*** EXCERPTED TEXT ***

You will know you are successful when you are approached by shady people trying to buy you out.
Another might be a "fact finding" search engine. This would be something like Wolfram Alpha but for "facts." There are lots of good AI problems here, one which develops a knowledge tree based on crawled and parsed data, and one which answers factual queries like 'capital of alaska' or 'recipe for baked alaska'. The nice things about facts is they are well protected against the claim of copyright infringement and so people really can't come after you for reproducing the fact that the speed of light is 300Mkps, even if they can prove you crawled their web site to get that fact.
[+] [-] Closi|4 years ago|reply
I've included some search terms below that I've tried - I've not cherrypicked these and believe they are indicative of current performance. Some of these might be the size of the index - however I suspect it's actually how the search is being parsed/ranked (in particular I think the top two examples show that).
> Search "best car brands"
Expected: Car Reviews
Returns a page showing the best mobile phone brands.
then...
> Then searching "Best Mobile Phone"
Expected: The article from the search above.
Returns a gizmodo page showing the best apps to buy... "App Deals: Discounted iOS iPhone, iPad, Android, Windows Phone Apps"
> Searching "What is a test?"
Expected result: Some page describing what a test is, maybe wikipedia?
Returns "Test could confirm if Brad Pitt does suffer from face blindness"
> Searching "Duck Duck Go"
Expected result: DDG.com
Returns "There be dragons? Why net neutrality groups won't go to Congress"
> Searching "Google"
Expected result: Google.com
Returns: An article from the independent, "Google has just created the world’s bluest jeans"
[+] [-] rmbyrro|4 years ago|reply
It seems really hard to produce quality search results. Takes a lot of investment. Makes it an expensive product. But no one wants to pay. So selling ads it's the only way forward.
Maybe there's a way to convince people to pay what it takes? I dunno...
[+] [-] daoudc|4 years ago|reply
[+] [-] gjm11|4 years ago|reply
"langlands program" (pure mathematics thing): yup, top result is indeed related to the Langlands program, though it isn't obviously what anyone would want as their first result for that search. Not bad.
"asmodeus" (evil spirit in one of the deuterocanonical books of the Bible, features extensively in later demonology, name used for an evil god in Dungeons & Dragons, etc.): completely blank page, no results, no "sorry, we have no results" message, nothing. Not good.
"clerihew" (a kind of comic biographical short poem popular in the late 19th / early 20th century): completely blank page. Not good.
"marlon brando" (Hollywood actor): first few results are at least related to the actor -- good! -- but I'd have expected to see something like his Wikipedia or IMDB page near the top, rather than the tangentially related things I actually god.
"b minor mass" (one of J S Bach's major compositions): nothing to do with Bach anywhere in the results; putting quotation marks around the search string doesn't help.
"top quark" (fundamental particle): results -- of which there were only 7 -- do seem to be about particle physics, and in some cases about the top quark, but as with Marlon Brando they're not exactly the results one would expect.
"ferrucio busoni" (composer and pianist): blank page.
"dry brine goose" (a thing one might be interested in doing at this time of year): five results, none relevant; top two were about Untitled Goose Game.
"alphazero" (game-playing AI made by Google): blank page. Putting a space in results in lots of results related to the word "alpha", none of which has anything to do with AlphaZero.

*** End of EXCERPTED TEXT ***
*** RECORDS PROVIDED ***

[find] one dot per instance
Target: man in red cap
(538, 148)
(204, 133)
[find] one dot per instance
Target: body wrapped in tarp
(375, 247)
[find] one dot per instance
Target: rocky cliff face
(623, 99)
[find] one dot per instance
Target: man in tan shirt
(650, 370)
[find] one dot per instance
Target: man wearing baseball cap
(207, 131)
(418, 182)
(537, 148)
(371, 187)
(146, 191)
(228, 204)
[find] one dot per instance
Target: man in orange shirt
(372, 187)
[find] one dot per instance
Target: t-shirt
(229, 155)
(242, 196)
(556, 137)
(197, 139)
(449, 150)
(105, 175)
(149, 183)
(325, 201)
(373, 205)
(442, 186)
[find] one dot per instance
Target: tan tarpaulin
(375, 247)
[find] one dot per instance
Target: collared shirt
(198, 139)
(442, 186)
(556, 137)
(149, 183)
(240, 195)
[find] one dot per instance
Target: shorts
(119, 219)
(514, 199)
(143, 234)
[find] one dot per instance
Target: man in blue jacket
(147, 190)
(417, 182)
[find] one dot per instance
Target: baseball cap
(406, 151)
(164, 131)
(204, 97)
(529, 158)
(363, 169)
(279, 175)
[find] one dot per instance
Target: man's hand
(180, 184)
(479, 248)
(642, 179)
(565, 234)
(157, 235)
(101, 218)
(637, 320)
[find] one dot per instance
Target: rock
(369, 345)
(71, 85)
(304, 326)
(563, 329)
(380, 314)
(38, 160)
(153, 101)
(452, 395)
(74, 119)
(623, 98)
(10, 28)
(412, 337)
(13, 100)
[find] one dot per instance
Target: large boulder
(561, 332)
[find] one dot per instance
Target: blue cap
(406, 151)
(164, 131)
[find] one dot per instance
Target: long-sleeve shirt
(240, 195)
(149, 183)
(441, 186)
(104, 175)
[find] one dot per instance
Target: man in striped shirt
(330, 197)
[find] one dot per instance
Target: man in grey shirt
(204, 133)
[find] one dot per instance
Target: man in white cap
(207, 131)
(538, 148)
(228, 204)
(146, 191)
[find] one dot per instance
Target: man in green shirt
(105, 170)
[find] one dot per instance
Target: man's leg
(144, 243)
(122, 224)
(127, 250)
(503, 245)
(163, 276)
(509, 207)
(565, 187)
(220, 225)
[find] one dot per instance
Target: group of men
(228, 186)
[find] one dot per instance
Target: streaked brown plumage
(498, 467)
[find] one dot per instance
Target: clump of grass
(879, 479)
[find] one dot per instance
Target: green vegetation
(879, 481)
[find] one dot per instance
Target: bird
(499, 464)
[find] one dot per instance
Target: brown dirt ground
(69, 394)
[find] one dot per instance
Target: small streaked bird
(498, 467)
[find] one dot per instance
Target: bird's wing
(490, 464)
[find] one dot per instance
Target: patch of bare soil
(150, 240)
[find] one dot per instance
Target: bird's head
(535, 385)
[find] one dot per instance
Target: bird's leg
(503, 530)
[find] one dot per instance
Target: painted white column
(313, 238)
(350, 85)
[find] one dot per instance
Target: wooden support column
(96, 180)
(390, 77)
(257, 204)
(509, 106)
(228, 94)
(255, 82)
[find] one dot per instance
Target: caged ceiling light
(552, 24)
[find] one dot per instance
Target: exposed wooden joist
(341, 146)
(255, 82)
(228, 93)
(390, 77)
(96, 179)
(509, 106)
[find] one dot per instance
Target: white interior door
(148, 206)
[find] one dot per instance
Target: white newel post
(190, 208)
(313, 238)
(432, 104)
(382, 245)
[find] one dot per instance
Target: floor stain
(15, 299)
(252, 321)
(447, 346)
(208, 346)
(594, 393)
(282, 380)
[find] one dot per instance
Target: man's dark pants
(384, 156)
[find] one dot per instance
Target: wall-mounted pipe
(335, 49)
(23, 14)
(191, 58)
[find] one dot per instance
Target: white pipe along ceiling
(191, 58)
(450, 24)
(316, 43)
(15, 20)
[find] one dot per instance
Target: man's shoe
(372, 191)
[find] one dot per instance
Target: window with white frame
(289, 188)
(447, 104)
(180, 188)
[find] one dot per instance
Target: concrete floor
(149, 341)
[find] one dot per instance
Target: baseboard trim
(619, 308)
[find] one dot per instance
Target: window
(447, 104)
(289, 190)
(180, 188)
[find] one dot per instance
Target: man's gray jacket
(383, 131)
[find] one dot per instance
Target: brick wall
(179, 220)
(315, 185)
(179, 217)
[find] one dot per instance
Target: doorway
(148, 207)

*** End of RECORDS PROVIDED ***

**THINGS TO DO:**
a: Output the passage of the search engine thread between "[+] [-] Closi|4" and "is, maybe wikipedia?", inclusive.
b: According to the search engine thread, why does selling ads seem to be the only way forward for a search engine? Answer in one to three sentences.
c: Write the next part of the search engine thread, following on from its final line.

**ACTIVITY ANSWERS:**
a:
[+] [-] Closi|4 years ago|reply
I've included some search terms below that I've tried - I've not cherrypicked these and believe they are indicative of current performance. Some of these might be the size of the index - however I suspect it's actually how the search is being parsed/ranked (in particular I think the top two examples show that).
> Search "best car brands"
Expected: Car Reviews
Returns a page showing the best mobile phone brands.
then...
> Then searching "Best Mobile Phone"
Expected: The article from the search above.
Returns a gizmodo page showing the best apps to buy... "App Deals: Discounted iOS iPhone, iPad, Android, Windows Phone Apps"
> Searching "What is a test?"
Expected result: Some page describing what a test is, maybe wikipedia?

b: Producing quality search results is very hard and takes a lot of investment, which makes search an expensive product. Since no one wants to pay for it, selling ads appears to be the only way forward.

c:
OK, let's try some more mainstream things.
"harry potter": blank page. Wat. Tried again; did give some results this time. They are indeed relevant to Harry Potter, though the unexpected first-place hit is Eric Raymond's rave review of Eliezer Yudkowsky's "Harry Potter and the Methods of Rationality", which I am fairly sure is not what Google gives as its first result for "harry potter" :-).
"iphone 12" (confession: I couldn't remember what the current generation was, and actually this is last year's): top results are all iPhone-related, but first one is about the iPhone 6, second is from 2007, this is about the iPhone 6, fourth is from 2007, fifth is about the iPhone 4S, etc.
"pfizer vaccine": does give fairly relevant-looking results, yay.
[+] [-] clay-dreidels|4 years ago|reply
[+] [-] tomxor|4 years ago|reply
Is there a concern that volunteers could manipulate results through their crawler?
You already mentioned distributed search engines have their own set of issues. I'm wondering if a simple centralised non-profit fund a la wikipedia could work better to fund crawling without these concerns. One anecdote: Personally I would not install a crawler extensions, not because I don't want to help, but because my internet connection is pitifully slow. I'd rather donate a small sum that would go way further in a datacenter... although I realise the broader community might be the other way around.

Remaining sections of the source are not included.